» Extract
For reasons set out more fully below, it has been concluded that he should not be charged to any quota, that he may properly be classified as a "nonquota immigrant", even though that term is no longer to be found in the Immigration and Nationality Act.
The subject was born in China on December 25, 1937. On July 23, 1959, his mother, LEE Lau Sam Moi, a citizen of the United States, filed a petition to classify him as a second preference immigrant under the then existing statute ( 8 U.S.C. 1153) as the unmarried son of a citizen of the United States. This petition was approved on December 28, 1959.
The pertinent statutory provision reads:
Any alien eligible for a quota immigrant status under the provisions of section 203(a)(2) or (3) of the Immigration and Nationality Act on the basis of a petition filed with the Attorney General prior to July 1, 1961, shall be held to be a nonquota immigrant and, if otherwise admissible under the provisions of that Act, shall be issued a nonquota immigrant visa: Provided, That, upon his application for an immigrant visa, and for admission to the United States, the alien is found to have retained his relationship to the petitioner, and status, as established in the approved petition. (Sec. 25(a), Act of September 26, 1961, 75 Stat. 657)
The statutory interpretation to be given to the words "relationship" and "status" has been decided by the Attorney General. Retention of the parent-child relationship is affected by marriage but not by the age of the child ( Matter of Y---- J---- G----, 9 IN Dec. 471). The applicant is still unmarried and his U.S. citizen mother is still living. The statute quoted above has not been repealed.
The October 3, 1965 amendment to the Immigration and Nationality Act made no provision for aliens who had achieved nonquota status by special legislation enacted prior to October 3, 1965. However, since the Act of October 3, 1965 did not repeal, either expressly or by implication, the Act of September 26, 1961, it will be concluded that this applicant is still a nonquota immigrant.
Additional evidence to support this conclusion is to be found in Title 22 of the Code of Federal Regulations, Part 42.20, which authorizes the issuance of immigrant visas to immediate relatives or special immigrants after they establish their right to such classifications under the provisions of section 201(b) or 101(a)(27) or other provision of law. (Emphasis added.) Part 42.27 of that Title provides that an alien shall be classifiable as a nonquota immigrant if he establishes to the satisfaction of the consular officer that he qualifies under section 25(a) of the Act of September 26, 1961.
The facts recited above clearly bring this applicant within the provisions of section 25(a) of the Act of September 26, 1961. His application will be granted, without deduction of a number from the quota of China.
ORDER: It is ordered that the application of Herman Buck-kin Lee for adjustment of status pursuant to section 245 of the Immigration and Nationality Act be and hereby is granted.

» Provided records
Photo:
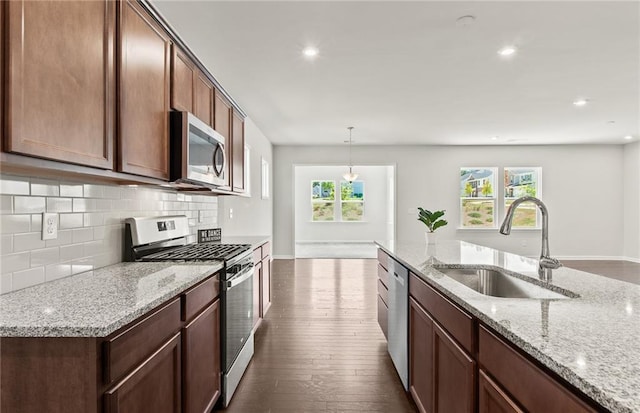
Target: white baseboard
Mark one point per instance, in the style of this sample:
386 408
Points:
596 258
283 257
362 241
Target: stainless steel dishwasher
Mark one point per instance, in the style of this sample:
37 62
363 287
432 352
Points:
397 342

--

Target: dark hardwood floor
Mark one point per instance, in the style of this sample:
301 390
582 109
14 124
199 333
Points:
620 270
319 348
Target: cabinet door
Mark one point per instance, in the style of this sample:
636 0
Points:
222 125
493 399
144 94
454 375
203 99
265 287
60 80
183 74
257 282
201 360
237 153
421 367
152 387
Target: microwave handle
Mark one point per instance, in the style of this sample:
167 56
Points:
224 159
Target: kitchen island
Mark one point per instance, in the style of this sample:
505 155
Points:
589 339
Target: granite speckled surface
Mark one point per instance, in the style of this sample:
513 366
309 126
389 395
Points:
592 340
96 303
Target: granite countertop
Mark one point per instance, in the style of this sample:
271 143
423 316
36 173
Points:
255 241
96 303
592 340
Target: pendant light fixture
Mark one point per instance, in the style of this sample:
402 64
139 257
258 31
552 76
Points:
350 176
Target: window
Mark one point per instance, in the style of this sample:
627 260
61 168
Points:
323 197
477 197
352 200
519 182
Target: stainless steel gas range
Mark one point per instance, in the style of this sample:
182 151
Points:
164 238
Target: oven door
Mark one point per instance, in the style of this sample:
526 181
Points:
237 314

--

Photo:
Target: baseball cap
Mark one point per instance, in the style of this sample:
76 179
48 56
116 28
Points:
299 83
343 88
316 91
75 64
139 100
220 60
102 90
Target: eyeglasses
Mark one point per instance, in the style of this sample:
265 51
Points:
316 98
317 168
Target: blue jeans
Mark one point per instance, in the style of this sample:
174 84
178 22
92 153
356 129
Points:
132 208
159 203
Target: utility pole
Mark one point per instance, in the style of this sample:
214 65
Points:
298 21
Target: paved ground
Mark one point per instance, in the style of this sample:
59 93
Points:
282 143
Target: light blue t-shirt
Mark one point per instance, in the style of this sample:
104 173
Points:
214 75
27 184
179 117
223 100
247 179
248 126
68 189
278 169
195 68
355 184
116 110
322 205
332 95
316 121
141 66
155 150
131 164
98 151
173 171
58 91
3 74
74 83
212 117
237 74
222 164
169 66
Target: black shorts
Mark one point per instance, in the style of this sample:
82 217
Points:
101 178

» To do
a - In the immigration decision, on what date was the mother's petition to classify her son as a second preference immigrant approved?
b - Select every line of the records that contains the word "stainless", matching case exactly.
The immigration decision and the records have nothing to do with each other.

» Exercise solutions
a - December 28, 1959.

b -
Target: stainless steel dishwasher
Target: stainless steel gas range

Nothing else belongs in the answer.